A travers les livres, on apprend à connaître les adultes de l’intérieur. Mais il y a des choses qu’on ne comprend pas, c’est par exemple pourquoi les adultes poussent jusqu’à l’exagération le verbe aimer.
Aujourd’hui l’auteur a cinquante ans. A travers l’écriture, je m’approche du moi-même d’il y a cinquante ans, pour un jubilé personnel.
Il se souvient de cette période où sur la plage il s’acharnait sur les dessins des mots croisés, des rébus, des anagrammes, à la recherche du mot juste.
Dix ans, c’était un cap solennel, on écrivait son âge pour la première fois avec un chiffre double. L’enfance se termine officiellement quand on ajoute le première zéro aux années.
Elle est une fillette du Nord qui passe son temps à lire des polars. Et le garçon qu’il est à cette époque est stupéfait qu’on puisse lire tout un livre en un seul jour ! Il y a ceux qui lisent à pied avec lenteur, et ceux qui lisent à la vitesse d’un vélo
.
Elle ne ressemble pas aux autres filles. Elle produit du silence et de l’espace autour d’elle. Les présentations entre eux n’ont rien de ce à quoi on se livre d’habitude.
Chacun se définit : le garçon dit qu’il aime tout ce qui est écrit, que ce soit des journaux, des listes, peu importe il lit tout. La fille dit d’une voix assurée : moi, je suis écrivain.
Mais elle précise à quoi elle se consacre : aux animaux.
Moi j’écris des histoires d’animaux. J’étudie leur comportement : avec leur corps ils s’échangent de longs discours qui durent une heure chez nous sans qu’on se comprenne pour autant. J’essaie de faire comme eux, ne pas perdre de temps.

---*---

**CONSIGNE A:** Mettez sous forme de tableau Markdown les entrées, depuis la ligne contenant « # Locate the dirt patch in the image above » jusqu'à celle contenant « 70,425 -> 245,520 » incluse. Utilisez deux colonnes, « N° » pour le numéro de rang et « Ligne » pour la ligne, et omettez les lignes vides.

Entrées de données extraites:
---*---

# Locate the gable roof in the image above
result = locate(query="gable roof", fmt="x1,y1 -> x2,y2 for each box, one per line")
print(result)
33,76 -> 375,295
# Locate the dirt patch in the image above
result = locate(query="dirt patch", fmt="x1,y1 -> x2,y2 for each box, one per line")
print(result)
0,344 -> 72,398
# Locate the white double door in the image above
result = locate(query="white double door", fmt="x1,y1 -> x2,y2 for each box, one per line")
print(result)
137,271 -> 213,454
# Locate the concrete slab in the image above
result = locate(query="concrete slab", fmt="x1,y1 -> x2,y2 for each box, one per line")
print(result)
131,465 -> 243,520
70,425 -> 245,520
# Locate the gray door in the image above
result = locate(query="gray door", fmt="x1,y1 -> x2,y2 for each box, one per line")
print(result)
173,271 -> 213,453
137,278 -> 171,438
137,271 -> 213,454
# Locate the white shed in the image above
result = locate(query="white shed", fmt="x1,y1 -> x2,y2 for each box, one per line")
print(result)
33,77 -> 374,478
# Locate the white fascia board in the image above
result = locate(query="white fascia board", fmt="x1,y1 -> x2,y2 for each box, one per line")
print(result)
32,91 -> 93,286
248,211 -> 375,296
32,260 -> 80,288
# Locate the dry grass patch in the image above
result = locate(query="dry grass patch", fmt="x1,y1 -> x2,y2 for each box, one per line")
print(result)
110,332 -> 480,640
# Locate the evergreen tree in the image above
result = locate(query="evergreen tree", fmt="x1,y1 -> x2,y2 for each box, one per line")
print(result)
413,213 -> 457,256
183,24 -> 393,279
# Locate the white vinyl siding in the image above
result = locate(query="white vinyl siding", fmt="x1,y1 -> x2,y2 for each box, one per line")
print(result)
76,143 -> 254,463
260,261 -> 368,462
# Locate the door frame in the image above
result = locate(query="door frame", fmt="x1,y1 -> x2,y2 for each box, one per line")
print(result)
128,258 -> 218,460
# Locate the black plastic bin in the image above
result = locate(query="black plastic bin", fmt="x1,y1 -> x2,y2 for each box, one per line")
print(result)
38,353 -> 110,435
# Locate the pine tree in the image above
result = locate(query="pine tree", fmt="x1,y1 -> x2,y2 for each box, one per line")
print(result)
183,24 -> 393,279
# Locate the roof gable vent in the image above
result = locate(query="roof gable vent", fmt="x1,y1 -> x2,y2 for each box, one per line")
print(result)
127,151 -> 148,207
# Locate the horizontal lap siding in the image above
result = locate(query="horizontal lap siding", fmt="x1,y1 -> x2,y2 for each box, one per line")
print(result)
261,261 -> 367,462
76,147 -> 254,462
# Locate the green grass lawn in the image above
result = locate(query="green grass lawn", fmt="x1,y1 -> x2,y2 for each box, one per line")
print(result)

---*---

**CONSIGNE B:** Relevez tel quel dans le texte extrait tout le passage allant de « Elle ne ressemble » jusqu'à « perdre de temps. ».

**CORRIGÉ DÉTAILLÉ A:**
| N° | Ligne |
|---|---|
| 1 | # Locate the dirt patch in the image above |
| 2 | result = locate(query="dirt patch", fmt="x1,y1 -> x2,y2 for each box, one per line") |
| 3 | print(result) |
| 4 | 0,344 -> 72,398 |
| 5 | # Locate the white double door in the image above |
| 6 | result = locate(query="white double door", fmt="x1,y1 -> x2,y2 for each box, one per line") |
| 7 | print(result) |
| 8 | 137,271 -> 213,454 |
| 9 | # Locate the concrete slab in the image above |
| 10 | result = locate(query="concrete slab", fmt="x1,y1 -> x2,y2 for each box, one per line") |
| 11 | print(result) |
| 12 | 131,465 -> 243,520 |
| 13 | 70,425 -> 245,520 |

**CORRIGÉ DÉTAILLÉ B:**
Elle ne ressemble pas aux autres filles. Elle produit du silence et de l’espace autour d’elle. Les présentations entre eux n’ont rien de ce à quoi on se livre d’habitude.
Chacun se définit : le garçon dit qu’il aime tout ce qui est écrit, que ce soit des journaux, des listes, peu importe il lit tout. La fille dit d’une voix assurée : moi, je suis écrivain.
Mais elle précise à quoi elle se consacre : aux animaux.
Moi j’écris des histoires d’animaux. J’étudie leur comportement : avec leur corps ils s’échangent de longs discours qui durent une heure chez nous sans qu’on se comprenne pour autant. J’essaie de faire comme eux, ne pas perdre de temps.